Spatial localization data
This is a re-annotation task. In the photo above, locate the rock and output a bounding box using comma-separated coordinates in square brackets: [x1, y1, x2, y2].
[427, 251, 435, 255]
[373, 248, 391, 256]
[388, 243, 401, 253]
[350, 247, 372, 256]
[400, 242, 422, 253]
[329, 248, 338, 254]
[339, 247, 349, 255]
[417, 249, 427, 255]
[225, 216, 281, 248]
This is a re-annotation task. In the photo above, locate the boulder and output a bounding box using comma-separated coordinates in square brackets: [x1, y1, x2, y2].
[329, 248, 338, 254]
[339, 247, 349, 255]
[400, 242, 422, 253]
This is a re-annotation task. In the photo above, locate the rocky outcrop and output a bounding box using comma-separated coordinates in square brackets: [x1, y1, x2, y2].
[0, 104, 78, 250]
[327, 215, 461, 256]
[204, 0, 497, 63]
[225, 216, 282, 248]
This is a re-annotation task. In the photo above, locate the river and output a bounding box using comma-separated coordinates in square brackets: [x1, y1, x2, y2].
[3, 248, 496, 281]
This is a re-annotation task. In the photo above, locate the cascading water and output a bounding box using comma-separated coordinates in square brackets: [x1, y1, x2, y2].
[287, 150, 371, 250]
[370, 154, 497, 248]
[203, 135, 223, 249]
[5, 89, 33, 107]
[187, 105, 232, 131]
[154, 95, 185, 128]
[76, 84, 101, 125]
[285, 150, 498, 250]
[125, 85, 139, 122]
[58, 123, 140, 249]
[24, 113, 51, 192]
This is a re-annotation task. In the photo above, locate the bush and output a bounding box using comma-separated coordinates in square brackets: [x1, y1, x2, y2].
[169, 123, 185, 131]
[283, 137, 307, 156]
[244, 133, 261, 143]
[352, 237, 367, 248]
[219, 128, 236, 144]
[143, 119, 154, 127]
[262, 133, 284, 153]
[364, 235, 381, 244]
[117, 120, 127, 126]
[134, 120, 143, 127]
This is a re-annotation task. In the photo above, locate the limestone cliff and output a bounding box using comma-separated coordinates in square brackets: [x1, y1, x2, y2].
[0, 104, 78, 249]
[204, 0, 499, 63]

• **Your goal**
Exactly as they appear above, the records are to be transcribed in full.

• **Response to this task**
This is a re-annotation task. In the photo above, locate the rock and output a bounding box using comma-separated coordinates in square brackets: [x1, y1, x2, y2].
[427, 251, 435, 255]
[373, 248, 391, 256]
[388, 243, 401, 253]
[350, 247, 372, 256]
[400, 242, 422, 253]
[329, 248, 338, 254]
[339, 247, 349, 255]
[417, 249, 427, 255]
[225, 216, 281, 248]
This is a re-annotation task. In the photo above, locate the boulder and output a bounding box using comma-separated coordinates in square brackets: [x1, y1, x2, y2].
[329, 248, 338, 254]
[339, 247, 349, 255]
[400, 242, 422, 253]
This is a re-annotation task. In the photo above, locate the rocky outcrop and output a bounding box using comma-separated coordinates in square brackets: [x1, y1, x2, y2].
[0, 104, 78, 250]
[327, 215, 461, 256]
[204, 0, 497, 63]
[225, 216, 282, 248]
This is a re-annotation task. In the photo above, locate the river and output a bounding box using comma-separated coordinates in square brackets: [x1, y1, x2, y2].
[3, 248, 496, 281]
This is a re-annotation task. In the photo above, locate the cascading water and output a bounding box using comma-separated coordinates in square brackets: [x1, y1, x2, y2].
[287, 150, 371, 250]
[370, 154, 497, 248]
[203, 135, 223, 249]
[5, 89, 33, 107]
[187, 105, 232, 131]
[154, 95, 185, 128]
[76, 84, 101, 125]
[285, 150, 498, 250]
[125, 85, 139, 122]
[58, 123, 140, 249]
[24, 113, 51, 192]
This is a re-annotation task. In the photo above, locate the bush and output a bounding box using comma-separated coordinates in square brackets: [x1, y1, x2, y2].
[169, 123, 185, 131]
[283, 137, 307, 156]
[244, 133, 261, 143]
[352, 237, 367, 248]
[219, 128, 236, 144]
[143, 119, 154, 127]
[262, 133, 284, 153]
[364, 235, 381, 244]
[117, 120, 127, 126]
[134, 120, 143, 127]
This is a re-annotation task. In the photo above, locate the limestone cliff and output a bounding box using comma-separated coordinates in square brackets: [x1, y1, x2, y2].
[0, 104, 78, 249]
[204, 0, 499, 63]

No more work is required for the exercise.